▶ _FRAGMENT_:
::::::::
Uit bijna al de werken der meesters uit de verleden eeuwen blijkt dat zij bekend waren niet alleen met de wereldsche, maar ook met de gewijde geschiedenis, de fabel- en de godenleer; daaruit trokken zij meermaals de onderwerpen hunner tafereelen, en de kennis die zij erin opdeden diende hun tot gids voor de behandeling van tooneelen uit hunnen leeftijd. De moderne kunst put aan die laatste bronnen niet meer; zelfs poogt zij niet die oude gedachten, die toch steeds een brokje eeuwige waarheid inhouden, in een hedendaagsch kleed te steken of met de tegenwoordige beschaving in verband te brengen. Zij bepaalt zich bij het ophangen van hedendaagsche tooneelen, zonder bijbedoeling, zonder zinspeling, en houdt het voor meer verdienstelijk waar dan waarschijnlijk te zijn; daarvan grootendeels dan ook het ondichterlijke harer voortbrengselen; want, daargelaten dat
Le vrai peut quelquefois n'être pas vraisemblable,
wordt het slaafsch weergeven van de natuur droog, mekanisch, en daarin zal de photografie, die tegenvoeter en aartsvijand der kunst, immer de bovenhand hebben, omdat overdreven waar zijn niet meer kunstig is; omdat de toondichter, die op het klavier den zang der vogelen interpreteert, immer dieper zal roeren dan den boerenjongen die op eenen doorboorden krieksteen, nauwkeuriger nochtans, den waterslag der vink of het gekweel des nachtegaals nafluit.
::::::::
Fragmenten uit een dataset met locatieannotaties
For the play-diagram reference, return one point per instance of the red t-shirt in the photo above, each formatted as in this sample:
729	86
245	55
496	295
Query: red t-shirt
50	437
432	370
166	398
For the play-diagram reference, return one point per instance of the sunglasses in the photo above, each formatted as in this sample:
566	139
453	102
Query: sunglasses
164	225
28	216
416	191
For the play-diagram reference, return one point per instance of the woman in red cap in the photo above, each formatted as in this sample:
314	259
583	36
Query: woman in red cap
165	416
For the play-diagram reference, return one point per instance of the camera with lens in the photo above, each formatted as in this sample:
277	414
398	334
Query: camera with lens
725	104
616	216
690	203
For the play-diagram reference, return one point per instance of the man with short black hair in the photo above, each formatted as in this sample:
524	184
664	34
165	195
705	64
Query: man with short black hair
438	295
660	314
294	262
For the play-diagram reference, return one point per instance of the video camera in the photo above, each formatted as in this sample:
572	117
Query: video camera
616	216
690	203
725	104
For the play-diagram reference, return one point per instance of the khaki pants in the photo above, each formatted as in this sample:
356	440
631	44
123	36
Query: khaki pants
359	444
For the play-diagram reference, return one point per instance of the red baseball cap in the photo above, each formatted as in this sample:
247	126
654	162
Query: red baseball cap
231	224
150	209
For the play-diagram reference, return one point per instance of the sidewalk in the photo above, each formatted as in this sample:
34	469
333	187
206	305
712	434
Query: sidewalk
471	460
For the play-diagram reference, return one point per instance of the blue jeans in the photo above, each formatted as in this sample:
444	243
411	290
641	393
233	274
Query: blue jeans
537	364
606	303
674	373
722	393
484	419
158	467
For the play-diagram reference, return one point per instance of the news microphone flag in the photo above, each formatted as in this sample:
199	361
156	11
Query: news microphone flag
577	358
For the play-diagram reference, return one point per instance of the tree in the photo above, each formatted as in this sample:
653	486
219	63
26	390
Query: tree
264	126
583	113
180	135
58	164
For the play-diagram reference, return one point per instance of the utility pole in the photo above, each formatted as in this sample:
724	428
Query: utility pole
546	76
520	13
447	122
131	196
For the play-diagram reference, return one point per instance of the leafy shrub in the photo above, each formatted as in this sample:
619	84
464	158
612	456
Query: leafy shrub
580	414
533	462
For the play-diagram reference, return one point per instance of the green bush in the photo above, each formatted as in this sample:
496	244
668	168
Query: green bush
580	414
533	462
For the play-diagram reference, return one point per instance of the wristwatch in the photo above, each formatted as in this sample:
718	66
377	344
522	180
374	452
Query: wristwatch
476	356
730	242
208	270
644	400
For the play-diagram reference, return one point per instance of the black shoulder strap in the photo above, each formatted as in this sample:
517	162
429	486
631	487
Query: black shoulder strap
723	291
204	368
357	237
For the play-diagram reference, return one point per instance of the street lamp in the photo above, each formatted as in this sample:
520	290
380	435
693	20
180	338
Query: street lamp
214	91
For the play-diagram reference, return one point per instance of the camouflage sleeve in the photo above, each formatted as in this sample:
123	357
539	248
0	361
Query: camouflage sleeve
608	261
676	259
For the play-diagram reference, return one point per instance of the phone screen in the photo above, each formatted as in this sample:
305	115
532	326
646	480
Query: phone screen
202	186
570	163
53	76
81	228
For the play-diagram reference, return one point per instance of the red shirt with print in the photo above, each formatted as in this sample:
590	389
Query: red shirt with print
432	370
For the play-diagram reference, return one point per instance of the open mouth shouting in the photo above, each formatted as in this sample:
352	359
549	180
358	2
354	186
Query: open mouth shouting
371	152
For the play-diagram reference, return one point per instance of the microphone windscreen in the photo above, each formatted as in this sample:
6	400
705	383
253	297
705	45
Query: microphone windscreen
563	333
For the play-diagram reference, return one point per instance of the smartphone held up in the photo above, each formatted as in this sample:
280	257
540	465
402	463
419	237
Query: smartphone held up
::::::::
▶ _OPDRACHTEN_:
A – Beantwoord de volgende vragen over het fragment over kunst.
(i) Waaruit trokken de meesters uit de vorige eeuwen meermaals de onderwerpen van hun taferelen?
(ii) Wat vindt de moderne kunst volgens het fragment verdienstelijker dan waarschijnlijk zijn?
(iii) Met welke twee woorden wordt de fotografie ten opzichte van de kunst aangeduid?
B – Schrijf een vervolg op het fragment over kunst, aansluitend op de zin die eindigt met "het gekweel des nachtegaals nafluit".

▶ _ANTWOORDEN_:
A –
(i) Uit de wereldse en de gewijde geschiedenis, de fabelleer en de godenleer.
(ii) Waar zijn.
(iii) Tegenvoeter en aartsvijand.

B –
En, om op onze tentoonstelling terug te komen, hoeveel tusschen de twee honderd landschappen, stad- en zeegezichten, die zij van inlandsche meesters bevat, zou men er aantreffen, die door poëzie, kleur en coloriet schitteren, en waaraan het denkvermogen, de intellectueele kracht des schilders iets bijzet. De geschiedenis wordt er slechts door een twintigtal doeken vertegenwoordigd, het portret door zestig, terwijl er nagenoeg honderd vijftig genre- en zedenschilderijen voorhanden zijn, waartusschen weinige een belangwekkend tooneel voorstellen; bijna geene spreken tot den geest, zij laten het gemoed onverschillig.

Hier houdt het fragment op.